Jakarta, CNN Indonesia -- Panitia Khusus (Pansus) DPR RI untuk Rancangan Undang-Undang (RUU) Anti teror mengatakan adanya ketidakkonsistenan dalam tubuh Datasemen Khusus (Densus) 88 dalam menetapkan isi Undang-Undang Antiteror.
Menurut Muhammad Syafii, Ketua Pansus RUU Anti-teror, dua orang anggota Densus yakni Kombespol Faisal dan Imam Sugandi yang menghadiri rapat dengar RUU tersebut tidak memiliki kapabilitas yang baik. Mereka (dua anggota densus) dinilai masih kurang paham dengan maksud perancangan kembali undang-undang anti-teror.
"Dua orang ini kapabilitasnya kurang. Ga konsisten. Kita gebrak dikit langsung berubah jawabanya," Kata Syafii kepada CNNindonesia.com, Rabu (14/6).
ADVERTISEMENT
SCROLL TO CONTINUE WITH CONTENT
Selain itu, menurut Syafii penggunaan lafadz keagamaan yang digunakan sebagai lambang anti-teror oleh anggota Densus 88 justru malah akan membentuk citra publik terhadap para pelaku teroris tersebut.

» Data yang Tersedia

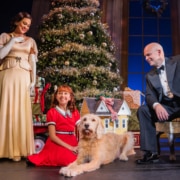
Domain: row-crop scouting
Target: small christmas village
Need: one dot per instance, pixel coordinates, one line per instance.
(75, 48)
(118, 115)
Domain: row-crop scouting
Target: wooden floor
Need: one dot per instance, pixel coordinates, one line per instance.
(118, 170)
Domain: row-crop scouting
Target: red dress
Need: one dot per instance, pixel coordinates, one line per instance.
(53, 154)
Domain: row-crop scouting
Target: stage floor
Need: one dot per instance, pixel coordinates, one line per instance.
(118, 170)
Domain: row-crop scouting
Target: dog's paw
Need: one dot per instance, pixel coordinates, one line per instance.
(63, 170)
(123, 157)
(70, 172)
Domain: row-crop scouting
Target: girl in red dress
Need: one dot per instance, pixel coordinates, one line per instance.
(61, 146)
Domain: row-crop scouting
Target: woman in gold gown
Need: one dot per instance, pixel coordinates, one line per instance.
(18, 56)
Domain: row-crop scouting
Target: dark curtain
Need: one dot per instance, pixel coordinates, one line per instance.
(39, 8)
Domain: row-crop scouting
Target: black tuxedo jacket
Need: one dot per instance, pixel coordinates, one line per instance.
(154, 91)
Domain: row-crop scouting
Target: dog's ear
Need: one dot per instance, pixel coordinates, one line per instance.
(100, 128)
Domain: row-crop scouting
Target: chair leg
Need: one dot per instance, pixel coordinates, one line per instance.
(158, 142)
(171, 139)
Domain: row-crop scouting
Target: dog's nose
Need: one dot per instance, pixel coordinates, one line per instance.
(86, 126)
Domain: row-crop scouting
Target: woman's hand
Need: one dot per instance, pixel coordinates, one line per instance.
(74, 149)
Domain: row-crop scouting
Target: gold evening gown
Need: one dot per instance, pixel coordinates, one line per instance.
(16, 126)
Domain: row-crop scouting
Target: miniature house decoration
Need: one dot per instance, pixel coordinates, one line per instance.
(113, 112)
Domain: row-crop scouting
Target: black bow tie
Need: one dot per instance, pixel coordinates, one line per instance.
(159, 69)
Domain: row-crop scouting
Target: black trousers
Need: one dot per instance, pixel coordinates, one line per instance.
(147, 119)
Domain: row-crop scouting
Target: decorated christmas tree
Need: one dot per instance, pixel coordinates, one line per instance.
(75, 48)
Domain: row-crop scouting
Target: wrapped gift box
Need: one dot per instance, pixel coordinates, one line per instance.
(40, 82)
(36, 108)
(136, 139)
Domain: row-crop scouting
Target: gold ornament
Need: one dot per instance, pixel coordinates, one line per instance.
(66, 63)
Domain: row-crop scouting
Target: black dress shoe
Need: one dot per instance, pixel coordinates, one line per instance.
(29, 163)
(148, 158)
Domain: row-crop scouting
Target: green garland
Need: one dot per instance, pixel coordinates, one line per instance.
(155, 6)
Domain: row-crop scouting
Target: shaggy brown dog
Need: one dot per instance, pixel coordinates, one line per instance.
(96, 148)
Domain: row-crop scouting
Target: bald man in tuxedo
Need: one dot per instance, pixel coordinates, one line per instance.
(162, 98)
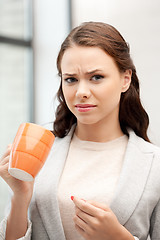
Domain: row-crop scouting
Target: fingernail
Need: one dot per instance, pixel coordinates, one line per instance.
(72, 197)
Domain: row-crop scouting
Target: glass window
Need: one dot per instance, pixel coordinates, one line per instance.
(16, 80)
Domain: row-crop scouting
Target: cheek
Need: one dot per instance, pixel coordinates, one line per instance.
(110, 95)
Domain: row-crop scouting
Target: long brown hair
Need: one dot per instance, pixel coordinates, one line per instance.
(96, 34)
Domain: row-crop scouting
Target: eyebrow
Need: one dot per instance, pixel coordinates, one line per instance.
(87, 73)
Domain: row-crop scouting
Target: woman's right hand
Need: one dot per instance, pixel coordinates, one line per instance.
(21, 190)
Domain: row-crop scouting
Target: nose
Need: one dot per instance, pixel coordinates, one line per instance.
(83, 90)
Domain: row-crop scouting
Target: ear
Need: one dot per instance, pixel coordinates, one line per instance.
(126, 80)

» Petunjuk
1 > Jawablah pertanyaan berikut berdasarkan berita tentang RUU Antiteror.
(a) Siapa yang menjabat Ketua Pansus RUU Anti-teror?
(b) Siapa saja dua anggota Densus yang menghadiri rapat dengar RUU tersebut?
(c) Kepada media apa dan pada hari apa Syafii menyampaikan pernyataannya?
2 > Tuliskan kembali bagian berita tentang RUU Antiteror dari "Menurut Muhammad Syafii, Ketua" sampai "CNNindonesia.com, Rabu (14/6)." tanpa mengubah satu kata pun.

» Kunci Jawaban
1 >
(a) Muhammad Syafii.
(b) Kombespol Faisal dan Imam Sugandi.
(c) Kepada CNNindonesia.com, pada hari Rabu (14/6).

2 >
Menurut Muhammad Syafii, Ketua Pansus RUU Anti-teror, dua orang anggota Densus yakni Kombespol Faisal dan Imam Sugandi yang menghadiri rapat dengar RUU tersebut tidak memiliki kapabilitas yang baik. Mereka (dua anggota densus) dinilai masih kurang paham dengan maksud perancangan kembali undang-undang anti-teror.
"Dua orang ini kapabilitasnya kurang. Ga konsisten. Kita gebrak dikit langsung berubah jawabanya," Kata Syafii kepada CNNindonesia.com, Rabu (14/6).